Copy every one of the following rows word for word.

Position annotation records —
────────────────────

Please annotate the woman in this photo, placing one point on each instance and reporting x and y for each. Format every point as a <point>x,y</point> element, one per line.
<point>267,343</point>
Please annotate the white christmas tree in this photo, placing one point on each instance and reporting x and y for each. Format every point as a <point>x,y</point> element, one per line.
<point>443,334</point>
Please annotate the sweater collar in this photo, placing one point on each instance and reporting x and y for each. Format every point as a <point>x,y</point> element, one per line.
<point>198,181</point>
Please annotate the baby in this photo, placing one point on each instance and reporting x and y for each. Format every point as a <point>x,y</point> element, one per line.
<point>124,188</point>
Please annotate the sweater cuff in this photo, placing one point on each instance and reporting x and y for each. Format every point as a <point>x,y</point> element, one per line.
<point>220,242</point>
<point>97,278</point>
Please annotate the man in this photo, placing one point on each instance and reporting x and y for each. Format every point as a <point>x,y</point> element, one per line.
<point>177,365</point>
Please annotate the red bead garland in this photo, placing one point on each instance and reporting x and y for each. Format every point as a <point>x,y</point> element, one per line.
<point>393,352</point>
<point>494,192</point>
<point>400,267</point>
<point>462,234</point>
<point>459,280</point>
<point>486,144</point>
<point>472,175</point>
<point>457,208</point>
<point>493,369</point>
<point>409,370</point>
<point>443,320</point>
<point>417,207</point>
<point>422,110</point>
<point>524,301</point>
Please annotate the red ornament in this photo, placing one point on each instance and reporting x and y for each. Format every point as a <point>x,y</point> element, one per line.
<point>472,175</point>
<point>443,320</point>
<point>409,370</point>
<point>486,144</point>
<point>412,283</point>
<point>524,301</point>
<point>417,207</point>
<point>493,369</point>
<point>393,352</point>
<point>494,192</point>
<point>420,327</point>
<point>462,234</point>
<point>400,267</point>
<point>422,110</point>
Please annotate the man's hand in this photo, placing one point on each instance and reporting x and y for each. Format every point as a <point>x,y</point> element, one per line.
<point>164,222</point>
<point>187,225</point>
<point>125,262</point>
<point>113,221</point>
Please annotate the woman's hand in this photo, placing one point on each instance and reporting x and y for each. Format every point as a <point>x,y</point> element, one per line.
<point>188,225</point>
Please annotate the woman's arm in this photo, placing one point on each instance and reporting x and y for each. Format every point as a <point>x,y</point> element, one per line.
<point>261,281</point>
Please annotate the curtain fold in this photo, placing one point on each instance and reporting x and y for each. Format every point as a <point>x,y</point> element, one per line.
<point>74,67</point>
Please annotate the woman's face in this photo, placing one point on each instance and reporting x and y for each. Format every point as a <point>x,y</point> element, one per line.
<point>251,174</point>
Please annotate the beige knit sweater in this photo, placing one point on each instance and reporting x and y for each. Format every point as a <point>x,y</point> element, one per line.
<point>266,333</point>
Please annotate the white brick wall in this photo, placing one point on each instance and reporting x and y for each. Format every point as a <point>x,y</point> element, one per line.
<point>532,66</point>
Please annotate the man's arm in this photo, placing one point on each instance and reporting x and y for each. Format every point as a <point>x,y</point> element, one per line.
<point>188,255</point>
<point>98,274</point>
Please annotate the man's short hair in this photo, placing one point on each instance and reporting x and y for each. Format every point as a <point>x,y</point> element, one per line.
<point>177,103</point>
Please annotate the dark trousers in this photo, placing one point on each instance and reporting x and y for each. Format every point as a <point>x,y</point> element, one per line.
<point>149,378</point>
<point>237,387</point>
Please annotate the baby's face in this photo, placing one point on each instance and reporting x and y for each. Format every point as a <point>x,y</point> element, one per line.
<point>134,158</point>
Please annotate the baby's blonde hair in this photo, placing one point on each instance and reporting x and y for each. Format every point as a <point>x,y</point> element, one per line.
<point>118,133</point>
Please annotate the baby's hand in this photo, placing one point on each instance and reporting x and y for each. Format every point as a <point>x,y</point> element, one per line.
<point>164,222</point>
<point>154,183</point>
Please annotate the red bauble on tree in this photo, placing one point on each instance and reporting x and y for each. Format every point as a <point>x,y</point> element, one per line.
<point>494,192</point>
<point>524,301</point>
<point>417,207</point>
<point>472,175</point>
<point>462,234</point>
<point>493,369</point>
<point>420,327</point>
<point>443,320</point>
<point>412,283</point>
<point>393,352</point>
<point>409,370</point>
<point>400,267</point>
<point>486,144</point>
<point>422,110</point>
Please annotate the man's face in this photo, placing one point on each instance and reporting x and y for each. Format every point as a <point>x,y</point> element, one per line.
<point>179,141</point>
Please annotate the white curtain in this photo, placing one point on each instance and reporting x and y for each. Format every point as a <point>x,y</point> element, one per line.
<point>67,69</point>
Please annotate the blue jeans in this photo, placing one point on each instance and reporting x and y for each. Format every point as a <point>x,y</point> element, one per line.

────────────────────

RIGHT ANSWER —
Please annotate the woman in this photo, placing one point on each instance and reporting x and y for each. Format every point as a <point>x,y</point> element, one per line.
<point>267,343</point>
Please annotate the white christmas tree in this photo, placing one point on each instance and reporting x and y for each. Format every point as a <point>x,y</point> element, one per line.
<point>443,334</point>
Please annotate the sweater collar in this photo, placing one point on each instance and reporting x and y for each. Format every point as a <point>x,y</point> element, one per line.
<point>198,181</point>
Please annotate the baby in this photo, placing one point on each instance and reporting x and y for each. Format every point as a <point>x,y</point> element, one per line.
<point>124,188</point>
Please annotate the sweater cuff in this photo, placing one point on each instance and reporting x and y for each. Format every point as a <point>x,y</point> element, one per line.
<point>220,242</point>
<point>97,278</point>
Please annotate the man in this photo, placing one point on each instance and reporting x and y for each. Format every point as a <point>x,y</point> element, one per line.
<point>177,365</point>
Please annotate the red bead garland in this photo, placing one point on each instance and reporting x and y for each. Format every point as a <point>x,y</point> element, one per line.
<point>393,352</point>
<point>494,192</point>
<point>400,267</point>
<point>462,234</point>
<point>459,280</point>
<point>486,144</point>
<point>472,175</point>
<point>457,208</point>
<point>493,369</point>
<point>409,370</point>
<point>443,320</point>
<point>417,207</point>
<point>422,110</point>
<point>524,301</point>
Please annotate the red ornament in this photo, placing one point on each instance and reporting x and y for each. Format every point as a <point>x,y</point> element, one per line.
<point>472,175</point>
<point>443,320</point>
<point>409,370</point>
<point>486,144</point>
<point>412,283</point>
<point>524,301</point>
<point>417,207</point>
<point>493,369</point>
<point>393,352</point>
<point>494,192</point>
<point>420,327</point>
<point>462,234</point>
<point>400,267</point>
<point>422,110</point>
Please annotate the man's hand in this photo, placing one point on each instance and reporting x and y for each. Format every point as a <point>x,y</point> element, one per line.
<point>164,222</point>
<point>187,225</point>
<point>125,262</point>
<point>113,221</point>
Please annotate the woman's hand in this photo, placing one point on each instance and reporting x and y for each. Format every point as a <point>x,y</point> element, one per line.
<point>188,225</point>
Please annotate the woman's arm in this photo, placing one point on each instance and reporting x and y for each. Format every point as a <point>x,y</point> element, one per line.
<point>261,281</point>
Please annotate the curtain fold in this photo, placing one point on each instance and reporting x and y for each. Format every point as a <point>x,y</point> element, one per line.
<point>74,67</point>
Please annotate the woman's face in this photo, placing one point on each instance and reporting x and y for each. Format every point as a <point>x,y</point> element, one per line.
<point>251,174</point>
Please annotate the beige knit sweater in this photo, placing one point on each instance and reporting x and y for each. Format every point as a <point>x,y</point> element, one per line.
<point>266,333</point>
Please annotate the white brick wall in this photo, placing one point on each instance and reporting x and y for each. Format every point as a <point>x,y</point> element, one per line.
<point>532,66</point>
Please annotate the man's arm in this photo, placing one point on each instance and reporting x and y for each. Format every point as a <point>x,y</point> element, one per line.
<point>188,255</point>
<point>98,274</point>
Please annotate the man's short hair in this photo, placing one point on each instance and reporting x and y for each. Format every point as a <point>x,y</point> element, one per line.
<point>177,103</point>
Please annotate the dark trousers in this photo, placing one point on each instance and reporting x and y for each. Format every point as a <point>x,y</point> element, one per line.
<point>149,378</point>
<point>237,387</point>
Please annotate the baby's face in this photo, placing one point on each instance and reporting x and y for each. Format every point as a <point>x,y</point> element, one per line.
<point>134,158</point>
Please annotate the baby's blonde hair in this photo, placing one point on each instance and reporting x and y for each. Format every point as a <point>x,y</point> element, one per line.
<point>118,133</point>
Please annotate the baby's hand in this photo, placing one point on each instance and reporting x and y for each. Format every point as a <point>x,y</point> element, one per line.
<point>164,222</point>
<point>154,183</point>
Please annotate the red bauble on tree in this photo, placing one point on each instance and reporting x and y for each. Format every point as a <point>x,y</point> element, one per line.
<point>494,192</point>
<point>524,301</point>
<point>417,207</point>
<point>472,175</point>
<point>462,234</point>
<point>493,369</point>
<point>420,327</point>
<point>443,320</point>
<point>412,283</point>
<point>393,352</point>
<point>409,370</point>
<point>400,267</point>
<point>486,144</point>
<point>422,110</point>
Please annotate the man's face in this photo, placing one point on each instance and reporting x and y for each. Format every point as a <point>x,y</point> element, one per line.
<point>179,141</point>
Please annotate the white curtain in this photo, placing one point on each instance and reporting x and y for each. Format every point as a <point>x,y</point> element, one per line.
<point>67,69</point>
Please annotate the blue jeans in this photo, placing one point on each instance and reporting x and y for each. Format every point as a <point>x,y</point> element, one per line.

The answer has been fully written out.